Provided text Start Marker

Drinking games are the lowest form of social interaction outside of a wedding reception, but just like they did with crappy cartoons and physics lessons, Super Friends make everything better. So I wrote up some rules for the SUPER FRIENDS DRINKING GAME. All of these are open to modification, and you're encouraged to have another drink whenever the Super Friends inspire you to, even if it's not in the official rulebook. Here are your guidelines, I hope it finally brings Super Fans and alcoholics together.

Drink every time you hear the words SPACE or SUPER. For example, if Myxpltk says, "I'll send you super yo-yos into space on this space rocket!" that's three drinks. And if you're nitpicky, this is every instance of space and super, so Superman's name counts, and you drink even if someone's just talking about regular space and not outer-space. Like, "There's enough space left in my belt for two more five gallon Bat-jugs, Robin!"

Provided text End Marker

- Work order
Extend the Super Friends drinking game rules, picking up after their final sentence. The material after this point comes from a separate source.

Available data Start Marker

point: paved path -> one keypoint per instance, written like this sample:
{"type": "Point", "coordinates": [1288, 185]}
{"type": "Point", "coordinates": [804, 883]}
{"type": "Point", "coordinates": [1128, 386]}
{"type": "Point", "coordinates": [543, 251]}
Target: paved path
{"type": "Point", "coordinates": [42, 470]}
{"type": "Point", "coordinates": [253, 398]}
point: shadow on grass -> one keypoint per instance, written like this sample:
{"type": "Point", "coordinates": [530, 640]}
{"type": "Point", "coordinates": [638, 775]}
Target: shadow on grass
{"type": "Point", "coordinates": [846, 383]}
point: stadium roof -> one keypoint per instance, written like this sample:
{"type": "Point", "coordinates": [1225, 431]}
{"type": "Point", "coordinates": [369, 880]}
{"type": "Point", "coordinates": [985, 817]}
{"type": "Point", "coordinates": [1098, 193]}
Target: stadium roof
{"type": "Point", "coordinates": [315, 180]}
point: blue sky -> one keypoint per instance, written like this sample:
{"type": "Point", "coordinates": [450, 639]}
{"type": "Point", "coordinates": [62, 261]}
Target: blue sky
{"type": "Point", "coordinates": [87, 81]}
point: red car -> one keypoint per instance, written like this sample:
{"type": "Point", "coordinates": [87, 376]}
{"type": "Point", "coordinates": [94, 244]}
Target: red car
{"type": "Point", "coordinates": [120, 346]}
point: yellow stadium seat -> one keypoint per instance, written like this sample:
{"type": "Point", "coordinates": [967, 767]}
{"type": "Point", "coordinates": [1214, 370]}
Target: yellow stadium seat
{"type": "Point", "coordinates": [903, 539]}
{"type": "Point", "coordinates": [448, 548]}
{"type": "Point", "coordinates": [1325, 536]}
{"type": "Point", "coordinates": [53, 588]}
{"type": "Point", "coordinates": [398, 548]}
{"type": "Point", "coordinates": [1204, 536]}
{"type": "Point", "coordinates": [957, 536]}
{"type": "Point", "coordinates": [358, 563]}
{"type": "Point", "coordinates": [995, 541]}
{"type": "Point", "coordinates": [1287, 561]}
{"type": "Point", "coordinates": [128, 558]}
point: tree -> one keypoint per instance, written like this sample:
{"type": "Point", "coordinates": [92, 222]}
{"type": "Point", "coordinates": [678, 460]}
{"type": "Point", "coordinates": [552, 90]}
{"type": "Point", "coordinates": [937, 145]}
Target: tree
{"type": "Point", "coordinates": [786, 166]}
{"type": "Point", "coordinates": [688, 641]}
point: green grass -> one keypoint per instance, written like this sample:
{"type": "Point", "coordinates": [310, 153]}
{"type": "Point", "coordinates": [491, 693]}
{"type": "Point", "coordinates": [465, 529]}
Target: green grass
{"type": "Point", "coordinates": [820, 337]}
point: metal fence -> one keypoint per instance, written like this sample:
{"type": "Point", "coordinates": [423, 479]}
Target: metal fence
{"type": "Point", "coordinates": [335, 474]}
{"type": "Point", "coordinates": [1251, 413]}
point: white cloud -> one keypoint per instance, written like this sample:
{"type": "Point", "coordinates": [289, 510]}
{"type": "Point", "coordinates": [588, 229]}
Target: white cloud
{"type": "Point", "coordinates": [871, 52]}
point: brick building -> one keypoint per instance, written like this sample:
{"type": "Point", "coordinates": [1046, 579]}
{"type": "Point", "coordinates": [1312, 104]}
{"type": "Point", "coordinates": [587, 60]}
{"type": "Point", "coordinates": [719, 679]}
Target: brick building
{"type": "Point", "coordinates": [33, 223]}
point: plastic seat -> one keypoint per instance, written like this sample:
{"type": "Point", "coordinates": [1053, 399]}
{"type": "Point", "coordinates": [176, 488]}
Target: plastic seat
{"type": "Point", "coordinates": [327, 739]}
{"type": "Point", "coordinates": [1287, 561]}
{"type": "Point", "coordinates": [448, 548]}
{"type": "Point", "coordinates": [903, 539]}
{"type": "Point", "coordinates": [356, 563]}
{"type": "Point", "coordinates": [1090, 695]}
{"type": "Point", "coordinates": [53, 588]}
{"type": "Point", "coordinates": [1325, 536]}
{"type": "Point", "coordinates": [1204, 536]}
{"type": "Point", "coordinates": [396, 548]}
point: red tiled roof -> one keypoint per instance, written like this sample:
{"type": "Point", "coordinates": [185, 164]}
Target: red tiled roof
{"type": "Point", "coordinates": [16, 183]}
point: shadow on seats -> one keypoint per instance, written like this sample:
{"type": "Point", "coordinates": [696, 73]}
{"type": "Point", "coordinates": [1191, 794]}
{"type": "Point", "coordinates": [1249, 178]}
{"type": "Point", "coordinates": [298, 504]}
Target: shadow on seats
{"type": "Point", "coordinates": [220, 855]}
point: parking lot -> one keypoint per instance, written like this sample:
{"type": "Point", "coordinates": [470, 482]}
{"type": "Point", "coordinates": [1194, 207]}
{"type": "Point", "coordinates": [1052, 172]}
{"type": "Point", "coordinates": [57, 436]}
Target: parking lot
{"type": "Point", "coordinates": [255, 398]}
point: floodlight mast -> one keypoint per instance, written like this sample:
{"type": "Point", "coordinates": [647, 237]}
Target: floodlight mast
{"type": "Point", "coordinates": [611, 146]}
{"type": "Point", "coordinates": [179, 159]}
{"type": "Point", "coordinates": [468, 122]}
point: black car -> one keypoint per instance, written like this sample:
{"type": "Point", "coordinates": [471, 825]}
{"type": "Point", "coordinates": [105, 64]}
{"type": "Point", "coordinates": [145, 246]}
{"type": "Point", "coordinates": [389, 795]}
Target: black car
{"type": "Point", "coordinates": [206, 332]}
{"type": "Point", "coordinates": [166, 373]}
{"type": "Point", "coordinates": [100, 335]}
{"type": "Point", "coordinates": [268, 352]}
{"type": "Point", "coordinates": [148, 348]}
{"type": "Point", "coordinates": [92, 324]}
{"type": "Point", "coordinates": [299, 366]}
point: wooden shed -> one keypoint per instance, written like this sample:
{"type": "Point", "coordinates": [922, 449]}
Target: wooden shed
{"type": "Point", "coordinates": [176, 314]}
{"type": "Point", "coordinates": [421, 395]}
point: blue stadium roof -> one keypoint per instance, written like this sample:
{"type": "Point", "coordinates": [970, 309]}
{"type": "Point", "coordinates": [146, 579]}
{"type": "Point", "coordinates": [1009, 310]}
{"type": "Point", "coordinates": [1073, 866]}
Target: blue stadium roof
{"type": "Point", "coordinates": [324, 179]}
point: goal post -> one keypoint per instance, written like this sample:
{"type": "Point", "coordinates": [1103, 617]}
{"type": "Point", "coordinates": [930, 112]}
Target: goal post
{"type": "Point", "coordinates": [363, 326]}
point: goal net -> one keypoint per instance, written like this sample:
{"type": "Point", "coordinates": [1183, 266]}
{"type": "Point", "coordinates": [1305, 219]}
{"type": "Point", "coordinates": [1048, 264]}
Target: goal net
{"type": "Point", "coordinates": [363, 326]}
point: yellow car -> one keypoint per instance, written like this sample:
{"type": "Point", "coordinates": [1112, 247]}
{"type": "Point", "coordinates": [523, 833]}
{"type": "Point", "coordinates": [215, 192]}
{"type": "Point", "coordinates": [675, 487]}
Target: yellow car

Available data End Marker

- Output
Speaking of Bat, if you hear the word BAT, and it's followed by a device, vehicle, or action, you drink. Like the Bat-Jetboat, a Bat-Punch, or just a Nuclear Bat-Laser.

Note: Batman's in almost every episode, but if he isn't, you still have to make your liver work. No Batman means you drink every time you hear the words MAGIC LASSO, VISION (x-ray, telescopic, heat, infra red, or any other kind), or TELEPATHY (no matter how Aquaman conjugates it). It's hard for the Super Friends to even walk down the hall without at least the narrator shouting out most of those words. In fact, fuck it, drink to all four words. If Superman, Wonder Woman, Aquaman, and Batman are all in the episode, tough it out.

Drink any time a Super Friend speaks the wrong language. This counts if they slip into their native tongue because of excitement, or if they just need to do it to get their powers to work like Apache Chief and Samurai. Good luck staying out of the hospital if you're watching an episode with El Dorado in it.

Take a drink whenever someone lets out an exclamation catchphrase. Those usually start with "Great..." like "Great Krypton!" or "Great Hera!" The Wonder Twins say "JUPITERS!", and Robin will say "Holy you're fucking wasted! Time to take another one!" Whatever they say, though; their excitement means your toxicity level rises.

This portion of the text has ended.